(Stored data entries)
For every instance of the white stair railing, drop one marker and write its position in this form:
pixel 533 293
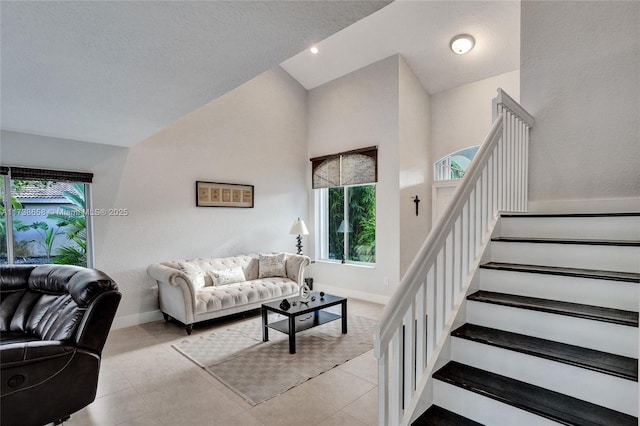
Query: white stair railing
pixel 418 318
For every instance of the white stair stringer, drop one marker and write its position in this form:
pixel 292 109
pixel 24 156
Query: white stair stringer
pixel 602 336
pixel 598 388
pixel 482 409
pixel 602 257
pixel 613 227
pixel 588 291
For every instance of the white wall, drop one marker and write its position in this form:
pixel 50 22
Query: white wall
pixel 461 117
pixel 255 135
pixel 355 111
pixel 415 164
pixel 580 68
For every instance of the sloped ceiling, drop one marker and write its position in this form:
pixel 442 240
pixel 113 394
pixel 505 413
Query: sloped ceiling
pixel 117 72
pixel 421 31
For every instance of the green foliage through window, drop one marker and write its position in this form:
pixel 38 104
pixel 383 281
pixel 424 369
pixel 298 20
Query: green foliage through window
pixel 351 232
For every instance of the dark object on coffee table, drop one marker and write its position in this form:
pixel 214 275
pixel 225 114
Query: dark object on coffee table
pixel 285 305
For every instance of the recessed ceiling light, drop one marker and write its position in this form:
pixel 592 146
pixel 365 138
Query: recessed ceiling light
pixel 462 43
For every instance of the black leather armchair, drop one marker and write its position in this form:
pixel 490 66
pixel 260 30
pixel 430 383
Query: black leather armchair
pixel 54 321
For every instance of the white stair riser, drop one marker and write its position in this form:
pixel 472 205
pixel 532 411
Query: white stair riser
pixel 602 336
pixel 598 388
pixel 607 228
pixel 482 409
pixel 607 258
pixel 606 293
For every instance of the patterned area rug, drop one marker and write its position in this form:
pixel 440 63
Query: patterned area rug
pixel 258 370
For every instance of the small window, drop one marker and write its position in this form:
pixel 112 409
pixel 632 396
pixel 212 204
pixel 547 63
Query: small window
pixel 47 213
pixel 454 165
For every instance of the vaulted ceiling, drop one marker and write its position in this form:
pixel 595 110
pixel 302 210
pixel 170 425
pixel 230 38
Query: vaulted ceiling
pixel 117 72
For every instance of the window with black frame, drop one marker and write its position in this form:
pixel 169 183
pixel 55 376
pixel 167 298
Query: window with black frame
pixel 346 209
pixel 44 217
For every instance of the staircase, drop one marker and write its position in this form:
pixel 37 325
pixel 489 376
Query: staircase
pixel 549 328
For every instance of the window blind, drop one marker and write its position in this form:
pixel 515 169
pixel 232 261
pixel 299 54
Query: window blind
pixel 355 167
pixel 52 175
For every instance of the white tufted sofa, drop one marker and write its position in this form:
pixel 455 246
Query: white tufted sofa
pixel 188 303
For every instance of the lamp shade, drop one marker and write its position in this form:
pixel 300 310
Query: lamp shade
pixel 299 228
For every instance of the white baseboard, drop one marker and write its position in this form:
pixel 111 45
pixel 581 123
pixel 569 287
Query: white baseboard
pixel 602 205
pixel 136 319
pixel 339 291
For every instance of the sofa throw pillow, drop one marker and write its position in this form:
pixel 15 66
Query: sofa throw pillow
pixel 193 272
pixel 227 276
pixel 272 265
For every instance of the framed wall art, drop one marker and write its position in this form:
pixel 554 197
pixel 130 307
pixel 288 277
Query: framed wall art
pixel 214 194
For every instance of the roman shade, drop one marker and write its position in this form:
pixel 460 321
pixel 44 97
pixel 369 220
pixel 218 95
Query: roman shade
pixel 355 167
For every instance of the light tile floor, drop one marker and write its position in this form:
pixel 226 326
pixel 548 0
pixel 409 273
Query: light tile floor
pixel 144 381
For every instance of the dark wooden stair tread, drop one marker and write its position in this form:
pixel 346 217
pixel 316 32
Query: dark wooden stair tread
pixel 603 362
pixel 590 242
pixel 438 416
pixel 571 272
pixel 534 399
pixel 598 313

*WHAT YOU NEED TO DO*. Give all the lines above again, character for character, without pictures.

*WRITTEN SOLUTION*.
For every instance of the white stair railing, drop one marker and write its position in this form:
pixel 533 293
Query: white stair railing
pixel 418 318
For every instance of the white stair stringer, drop one marker and write its position in this form:
pixel 292 109
pixel 24 156
Query: white stair stringer
pixel 602 336
pixel 598 388
pixel 482 409
pixel 602 257
pixel 613 227
pixel 588 291
For every instance of the white wall, drop one marker and write its position in this form:
pixel 50 22
Query: white wall
pixel 461 117
pixel 255 135
pixel 355 111
pixel 415 164
pixel 580 68
For every instance of the sloped ceiling, drop one marker and write its position in this form:
pixel 442 240
pixel 113 394
pixel 505 413
Query: sloped ceiling
pixel 117 72
pixel 421 31
For every instance of the green foliage through window, drop one marker and write its position in this form:
pixel 38 104
pixel 383 281
pixel 424 369
pixel 298 20
Query: green foliage through window
pixel 351 232
For every instance of the dark object on coffee table, drop one marker and write its position in this form:
pixel 214 275
pixel 225 114
Query: dark object on coffee table
pixel 285 305
For every instance of the recessed ceiling light, drop one marker and write its position in this form:
pixel 592 146
pixel 365 138
Query: recessed ceiling light
pixel 462 43
For every instance of the black leather armchair, drop one marker and write its position in this form:
pixel 490 66
pixel 260 30
pixel 430 383
Query: black leather armchair
pixel 54 321
For every instance of the white stair riser, drop one marker and write its position in this form:
pixel 472 205
pixel 532 411
Query: white stair riser
pixel 602 336
pixel 598 388
pixel 607 228
pixel 482 409
pixel 607 258
pixel 606 293
For every instance of the patterned area rug, drop one marker and write its position in this form:
pixel 440 63
Query: patterned area rug
pixel 258 370
For every instance of the small window, drop one marker and write its position in this form:
pixel 112 409
pixel 632 396
pixel 212 204
pixel 547 63
Query: small window
pixel 47 213
pixel 454 165
For every instance of the vaulted ceiling, drop one marker and write its position in this form:
pixel 595 110
pixel 302 210
pixel 170 425
pixel 230 38
Query: vaulted ceiling
pixel 117 72
For every instance of the window with black frame, drop one marker and write its position in this form:
pixel 169 183
pixel 55 376
pixel 167 298
Query: window with black frame
pixel 346 209
pixel 44 217
For every instance of the staircase, drop one marker and write its position in this form:
pixel 37 325
pixel 489 376
Query: staircase
pixel 549 328
For every instance of the window blind, drop one marker and write its position in this form:
pixel 515 169
pixel 232 261
pixel 299 54
Query: window blind
pixel 355 167
pixel 52 175
For every instance of the white tufted sofa, drop one marker and write its position in this form:
pixel 455 246
Query: white tufted sofa
pixel 188 303
For every instance of the lamp shade, drop one marker and write its position in this form:
pixel 300 310
Query: lamp shade
pixel 299 228
For every instance of the white baseboard, drop one marker and write its position in this form:
pixel 111 45
pixel 581 123
pixel 569 287
Query: white baseboard
pixel 602 205
pixel 136 319
pixel 339 291
For every instance of the sofa throw pillow, drop one marker and write its position in this form:
pixel 15 66
Query: sofa throw pillow
pixel 193 272
pixel 227 276
pixel 272 265
For every instance of the framed wall art, drop one marker and write its position in this form:
pixel 554 197
pixel 130 307
pixel 288 277
Query: framed wall art
pixel 214 194
For every instance of the roman shade, drop one marker and write its position in this form:
pixel 460 321
pixel 44 97
pixel 369 220
pixel 218 95
Query: roman shade
pixel 355 167
For every instance of the light tile floor, drop one marker and write its position in this form:
pixel 226 326
pixel 548 0
pixel 409 273
Query: light tile floor
pixel 144 381
For every instance of the dark wooden stair tread, drop one marker and write its position in this form:
pixel 346 217
pixel 316 32
Query: dark wooden stair tread
pixel 603 362
pixel 590 242
pixel 438 416
pixel 571 272
pixel 534 399
pixel 598 313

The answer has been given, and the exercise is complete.